» Extract:
- Alpine-Style Systems Development
- What Is Agile Analytics?
- Data Warehousing Architectures and Skill Sets
- Why Do We Need Agile Analytics?
- Introducing FlixBuster Analytics
- Wrap-Up
Why Do We Need Agile Analytics?
In my years as a DW/BI consultant and practitioner I have learned three consistent truths: Building successful DW/BI systems is hard; DW/BI development projects fail very often; and it is better to fail fast and adapt than to fail late after the budget is spent.
First Truth: Building DW/BI Systems Is Hard
If you have taken part in a data warehousing project, you are aware of the numerous challenges, perils, and pitfalls. Ralph Kimball, Bill Inmon, and other DW/BI pioneers have done an excellent job of developing reusable architectural patterns for data warehouse and DW/BI implementation. Software vendors have done a good job of creating tools and technologies to support the concepts. Nonetheless, DW/BI is just plain hard, and for several reasons:
- Lack of expertise. Most organizations have not previously built a DW/BI system or have only limited experience in doing so.
- Lack of experience. Most organizations don't build multiple DW/BI systems, and therefore development processes don't get a chance to mature through experience.
- Ambitious goals. Organizations often set out to build an enterprise data warehouse, or at least a broad-reaching data mart, which makes the process more complex.
- Domain knowledge versus subject matter expertise. DW/BI practitioners often have extensive expertise in business intelligence but not in the organization's business domain, causing gaps in understanding. Business users typically don't know what they can, or should, expect from a DW/BI system.
- Unrealistic expectations. Business users often think of data warehousing as a technology-based plug-and-play application that will quickly provide them with miraculous insights.
- Educated user phenomenon. As users gain a better understanding of data warehousing, their needs and wishes change.
- Shooting the messenger. DW/BI systems are like shining a bright light in the attic: You may not always like what you find. When the system exposes data quality problems, business users tend to distrust the DW/BI system.
- Focus on technology. Organizations often view a DW/BI system as an IT application rather than a joint venture between business stakeholders and IT developers.
- Specialized skills. Data warehousing requires an entirely different skill set from that of typical database administrators (DBAs) and developers. Most organizations do not have staff members with adequate expertise in these areas.
- Multiple skills. Data warehousing requires a multitude of unique and distinct skills such as multidimensional modeling, data cleansing, ETL development, OLAP design, application development, and so forth.

» Short problem 1: Lay out the entries as a two-column CSV with the columns "request" and "answer", starting at the line that contains "seafloor</item>, it would be much appreciated." and ending at the line that contains "M37 111L38 109L39". Give one row per entry, with its text and its answer each in one quoted field and line breaks replaced by spaces.
The Agile Analytics text has nothing to do with the entries that follow it.

» Exercise data:
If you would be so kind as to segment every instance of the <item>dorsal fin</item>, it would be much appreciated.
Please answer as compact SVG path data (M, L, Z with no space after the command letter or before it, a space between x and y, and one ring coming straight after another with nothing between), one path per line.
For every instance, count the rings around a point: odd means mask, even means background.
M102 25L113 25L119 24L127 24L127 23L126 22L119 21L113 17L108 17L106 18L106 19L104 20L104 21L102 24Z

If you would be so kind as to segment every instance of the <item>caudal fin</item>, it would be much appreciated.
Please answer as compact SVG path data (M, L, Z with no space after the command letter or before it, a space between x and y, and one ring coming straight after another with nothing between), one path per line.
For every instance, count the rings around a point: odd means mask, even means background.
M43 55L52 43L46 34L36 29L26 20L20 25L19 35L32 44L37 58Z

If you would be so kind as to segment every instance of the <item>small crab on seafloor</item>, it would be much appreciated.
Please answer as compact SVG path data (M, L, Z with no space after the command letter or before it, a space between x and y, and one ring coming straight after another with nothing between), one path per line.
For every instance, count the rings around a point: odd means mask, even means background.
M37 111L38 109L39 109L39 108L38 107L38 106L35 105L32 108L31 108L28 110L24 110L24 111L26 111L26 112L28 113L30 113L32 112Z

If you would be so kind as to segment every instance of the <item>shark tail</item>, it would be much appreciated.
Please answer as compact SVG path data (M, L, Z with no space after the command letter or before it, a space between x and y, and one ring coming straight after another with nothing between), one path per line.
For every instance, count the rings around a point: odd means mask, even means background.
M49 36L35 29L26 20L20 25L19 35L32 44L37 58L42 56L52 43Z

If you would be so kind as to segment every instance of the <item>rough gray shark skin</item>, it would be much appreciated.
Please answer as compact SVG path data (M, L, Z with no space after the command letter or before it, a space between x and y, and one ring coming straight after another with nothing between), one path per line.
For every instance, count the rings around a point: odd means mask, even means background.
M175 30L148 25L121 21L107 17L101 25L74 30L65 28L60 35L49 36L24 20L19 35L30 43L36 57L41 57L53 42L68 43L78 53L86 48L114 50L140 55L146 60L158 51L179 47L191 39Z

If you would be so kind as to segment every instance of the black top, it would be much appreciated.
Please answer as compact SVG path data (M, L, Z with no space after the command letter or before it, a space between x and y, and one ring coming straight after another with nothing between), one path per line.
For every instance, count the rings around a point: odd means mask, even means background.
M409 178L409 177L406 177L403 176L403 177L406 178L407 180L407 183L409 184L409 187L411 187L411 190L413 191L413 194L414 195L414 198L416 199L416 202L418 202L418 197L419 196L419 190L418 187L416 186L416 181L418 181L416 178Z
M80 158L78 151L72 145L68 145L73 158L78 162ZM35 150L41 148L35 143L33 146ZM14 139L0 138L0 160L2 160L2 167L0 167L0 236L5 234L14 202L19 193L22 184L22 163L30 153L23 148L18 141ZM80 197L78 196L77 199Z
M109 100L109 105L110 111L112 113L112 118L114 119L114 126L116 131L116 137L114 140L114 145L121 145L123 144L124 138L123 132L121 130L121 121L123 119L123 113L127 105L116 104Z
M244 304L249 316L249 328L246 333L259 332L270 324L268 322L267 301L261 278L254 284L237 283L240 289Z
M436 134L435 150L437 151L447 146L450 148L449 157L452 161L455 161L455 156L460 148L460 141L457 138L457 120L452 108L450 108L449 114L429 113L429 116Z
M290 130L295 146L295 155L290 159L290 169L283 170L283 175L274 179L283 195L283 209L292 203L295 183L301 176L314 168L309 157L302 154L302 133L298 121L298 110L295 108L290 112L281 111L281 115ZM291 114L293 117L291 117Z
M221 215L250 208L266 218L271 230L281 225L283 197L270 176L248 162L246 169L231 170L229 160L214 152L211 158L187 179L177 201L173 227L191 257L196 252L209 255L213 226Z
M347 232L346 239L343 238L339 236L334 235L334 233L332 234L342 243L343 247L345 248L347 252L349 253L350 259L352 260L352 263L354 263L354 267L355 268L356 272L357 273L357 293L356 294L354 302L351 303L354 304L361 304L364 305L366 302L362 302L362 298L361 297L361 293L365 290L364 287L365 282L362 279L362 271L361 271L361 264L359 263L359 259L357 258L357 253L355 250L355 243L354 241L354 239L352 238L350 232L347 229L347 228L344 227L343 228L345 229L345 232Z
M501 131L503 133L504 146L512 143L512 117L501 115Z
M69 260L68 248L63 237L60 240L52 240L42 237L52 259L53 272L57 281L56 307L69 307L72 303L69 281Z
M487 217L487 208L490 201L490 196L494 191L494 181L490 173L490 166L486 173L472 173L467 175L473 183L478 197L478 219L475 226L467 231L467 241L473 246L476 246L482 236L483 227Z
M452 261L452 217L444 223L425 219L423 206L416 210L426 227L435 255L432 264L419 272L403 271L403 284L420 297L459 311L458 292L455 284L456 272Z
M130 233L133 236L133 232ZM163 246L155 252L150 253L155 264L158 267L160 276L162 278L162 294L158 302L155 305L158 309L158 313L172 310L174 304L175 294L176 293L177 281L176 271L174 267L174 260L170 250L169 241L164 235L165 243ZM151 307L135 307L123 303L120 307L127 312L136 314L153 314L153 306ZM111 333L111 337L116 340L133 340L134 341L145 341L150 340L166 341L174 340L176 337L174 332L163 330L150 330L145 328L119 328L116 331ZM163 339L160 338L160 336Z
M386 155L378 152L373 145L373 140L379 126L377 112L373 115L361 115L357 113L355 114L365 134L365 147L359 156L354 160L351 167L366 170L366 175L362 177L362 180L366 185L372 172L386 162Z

» Short problem 2: Rewrite the Agile Analytics paragraph beginning "In my years as a DW/BI consultant" as a short list of its three truths.

» Written solution 1:
request,answer
"If you would be so kind as to segment every instance of the <item>small crab on seafloor</item>, it would be much appreciated. Please answer as compact SVG path data (M, L, Z with no space after the command letter or before it, a space between x and y, and one ring coming straight after another with nothing between), one path per line. For every instance, count the rings around a point: odd means mask, even means background.","M37 111L38 109L39 109L39 108L38 107L38 106L35 105L32 108L31 108L28 110L24 110L24 111L26 111L26 112L28 113L30 113L32 112Z"

» Written solution 2:
Three consistent truths from years as a DW/BI consultant and practitioner:
- Building successful DW/BI systems is hard.
- DW/BI development projects fail very often.
- Failing fast and adapting beats failing late after the budget is spent.